Material for this task below:

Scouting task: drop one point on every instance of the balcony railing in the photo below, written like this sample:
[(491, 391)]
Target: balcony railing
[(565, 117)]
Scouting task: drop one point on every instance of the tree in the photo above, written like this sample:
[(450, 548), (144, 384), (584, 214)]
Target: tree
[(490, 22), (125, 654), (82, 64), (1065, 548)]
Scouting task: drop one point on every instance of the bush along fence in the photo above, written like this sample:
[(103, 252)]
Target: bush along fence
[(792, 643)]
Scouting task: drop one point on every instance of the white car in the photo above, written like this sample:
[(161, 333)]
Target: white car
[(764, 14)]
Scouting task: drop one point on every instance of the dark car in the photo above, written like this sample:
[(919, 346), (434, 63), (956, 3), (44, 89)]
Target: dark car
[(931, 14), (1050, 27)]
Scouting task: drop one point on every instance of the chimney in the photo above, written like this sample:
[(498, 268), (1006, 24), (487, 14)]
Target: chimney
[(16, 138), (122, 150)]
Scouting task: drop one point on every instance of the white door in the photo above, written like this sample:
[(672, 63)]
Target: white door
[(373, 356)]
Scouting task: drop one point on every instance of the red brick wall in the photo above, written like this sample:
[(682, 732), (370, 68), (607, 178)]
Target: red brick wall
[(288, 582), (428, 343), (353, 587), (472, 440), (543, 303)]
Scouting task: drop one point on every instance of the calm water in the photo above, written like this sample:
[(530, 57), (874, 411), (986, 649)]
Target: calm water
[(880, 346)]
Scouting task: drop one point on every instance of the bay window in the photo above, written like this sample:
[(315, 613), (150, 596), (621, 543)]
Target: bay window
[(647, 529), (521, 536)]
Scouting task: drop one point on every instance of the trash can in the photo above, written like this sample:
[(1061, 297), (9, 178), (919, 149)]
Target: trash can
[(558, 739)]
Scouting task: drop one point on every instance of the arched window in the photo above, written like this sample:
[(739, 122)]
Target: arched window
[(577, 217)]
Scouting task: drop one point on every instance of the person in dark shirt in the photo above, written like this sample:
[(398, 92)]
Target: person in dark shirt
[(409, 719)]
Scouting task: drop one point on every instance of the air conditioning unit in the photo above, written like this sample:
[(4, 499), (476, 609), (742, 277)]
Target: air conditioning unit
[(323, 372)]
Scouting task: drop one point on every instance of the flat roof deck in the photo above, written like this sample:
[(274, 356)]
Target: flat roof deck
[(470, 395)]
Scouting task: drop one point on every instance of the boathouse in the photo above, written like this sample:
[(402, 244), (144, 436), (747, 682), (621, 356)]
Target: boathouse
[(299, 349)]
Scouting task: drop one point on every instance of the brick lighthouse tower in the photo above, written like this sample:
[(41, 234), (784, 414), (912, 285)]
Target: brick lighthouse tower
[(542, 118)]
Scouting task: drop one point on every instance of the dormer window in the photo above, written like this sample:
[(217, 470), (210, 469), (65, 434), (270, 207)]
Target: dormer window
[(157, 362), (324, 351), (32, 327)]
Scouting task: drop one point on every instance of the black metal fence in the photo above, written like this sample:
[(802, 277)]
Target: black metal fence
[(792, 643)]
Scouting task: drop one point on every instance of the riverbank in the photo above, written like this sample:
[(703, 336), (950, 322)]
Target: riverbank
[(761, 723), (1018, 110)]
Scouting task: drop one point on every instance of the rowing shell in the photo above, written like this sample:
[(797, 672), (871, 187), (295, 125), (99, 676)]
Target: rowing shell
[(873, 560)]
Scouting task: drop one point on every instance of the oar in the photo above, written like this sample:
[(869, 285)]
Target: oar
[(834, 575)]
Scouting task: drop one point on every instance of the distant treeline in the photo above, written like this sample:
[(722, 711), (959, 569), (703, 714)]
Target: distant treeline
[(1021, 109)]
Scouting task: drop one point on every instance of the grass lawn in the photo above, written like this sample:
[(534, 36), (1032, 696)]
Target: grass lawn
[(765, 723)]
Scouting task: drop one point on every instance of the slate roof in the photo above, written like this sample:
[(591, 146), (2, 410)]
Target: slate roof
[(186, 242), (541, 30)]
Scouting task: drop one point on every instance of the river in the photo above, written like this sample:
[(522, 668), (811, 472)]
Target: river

End of Material for this task.

▸ **What you are asked to do**: Give every entry again in full, precisely as written above.

▸ **Completed task**:
Scouting task: drop one point on every instance of the balcony railing in the photo below, written like this sample:
[(491, 391)]
Target: balcony railing
[(565, 117)]
Scouting task: drop one point on every instance of the tree in the photo above, written like this sample:
[(450, 548), (144, 384), (584, 214)]
Target: tree
[(490, 22), (125, 654), (82, 64), (1065, 548)]
Scouting task: drop one point on every instance of the bush along fence in the photo above, written like this sample:
[(103, 252)]
Target: bush along fence
[(792, 643)]
Scouting task: drop one point on every instance of the white car in the photo above, written like this sample:
[(161, 333)]
Target: white car
[(764, 14)]
Scouting task: drop one point on every instance of the dark car in the photo above, written like this sample:
[(919, 346), (434, 63), (956, 3), (44, 89)]
Target: dark car
[(931, 14), (1050, 27)]
Scouting task: drop one point on every instance of the chimney in the photo above, written like this sample:
[(498, 268), (1006, 24), (487, 14)]
Target: chimney
[(16, 138), (122, 150)]
Scouting task: drop one point on every instance of the white door in the photo above, written like this sample:
[(672, 63)]
Target: white door
[(373, 356)]
Scouting task: drop one point on every instance of the red brick wall in the photo above, written like this sample:
[(682, 732), (370, 68), (607, 178)]
Target: red brick wall
[(288, 582), (428, 343), (353, 587), (472, 440), (543, 303)]
Scouting task: drop one point on every instance of the calm water in the photo above, written like this sample:
[(530, 57), (874, 411), (986, 649)]
Target: calm water
[(880, 346)]
Scouting task: drop one point on every instance of the bay window in the photo above, written like this sample:
[(315, 613), (150, 596), (621, 543)]
Target: bay window
[(647, 529), (521, 536)]
Scouting task: drop one point on every instance of the trash can in the photo above, written like this sample:
[(1061, 297), (9, 178), (919, 149)]
Target: trash can
[(558, 739)]
Scouting task: drop one point on every instance of the arched window in the photo above, written like this sample:
[(739, 122)]
Target: arched window
[(577, 217)]
Scouting task: drop one point on every instance of the person in dark shirt in the photo above, written like this sample:
[(398, 92)]
Target: person in dark shirt
[(409, 719)]
Scouting task: drop one point on every instance of the air conditioning unit in the photo above, written like this sample:
[(4, 499), (476, 609), (742, 277)]
Target: air conditioning unit
[(323, 372)]
Scouting task: drop one point on every instance of the flat roof deck in the photo above, written like this sample:
[(274, 356)]
Target: flat roof deck
[(470, 395)]
Scouting task: drop one point on every instance of the boathouse in the photo above, written like this sample:
[(402, 244), (144, 436), (747, 682), (621, 356)]
Target: boathouse
[(299, 349)]
Scouting task: drop one point on every instance of the brick lighthouse tower in the photo above, written like this sample:
[(41, 234), (784, 414), (912, 285)]
Target: brick lighthouse tower
[(542, 118)]
Scouting task: drop one point on every instance of the dormer window in the photo above, written like this sample:
[(217, 470), (210, 469), (65, 434), (270, 207)]
Target: dormer window
[(157, 362), (324, 351), (32, 327)]
Scouting task: drop one point on every instance of the black metal fence in the photo above, written like this sample:
[(802, 277)]
Target: black metal fence
[(792, 643)]
Scouting task: drop one point on every instance of the riverbank in the photo above, written like this sample:
[(703, 336), (950, 322)]
Target: riverbank
[(761, 723), (1018, 110)]
Scouting task: drop one point on every instance of the rowing shell in the photo above, written like this sample:
[(797, 672), (871, 187), (295, 125), (99, 676)]
Target: rowing shell
[(873, 560)]
Scouting task: drop one point on every instance of the oar in the photo above, written like this sample:
[(869, 285)]
Target: oar
[(834, 575)]
Scouting task: drop one point on every instance of the distant treeline in the photo above, written like this sample:
[(722, 711), (959, 569), (703, 714)]
Target: distant treeline
[(1021, 109)]
Scouting task: drop one point on every instance of the grass lawn in the photo above, written like this sample:
[(534, 36), (1032, 696)]
Target: grass lawn
[(765, 723)]
Scouting task: drop one point on every instance of the slate roof in the photo above, written like this sample:
[(591, 146), (2, 410)]
Target: slate roof
[(186, 242), (541, 30)]
Scouting task: drop one point on every instance of the river in the photo above, written like this sample:
[(522, 668), (811, 472)]
Target: river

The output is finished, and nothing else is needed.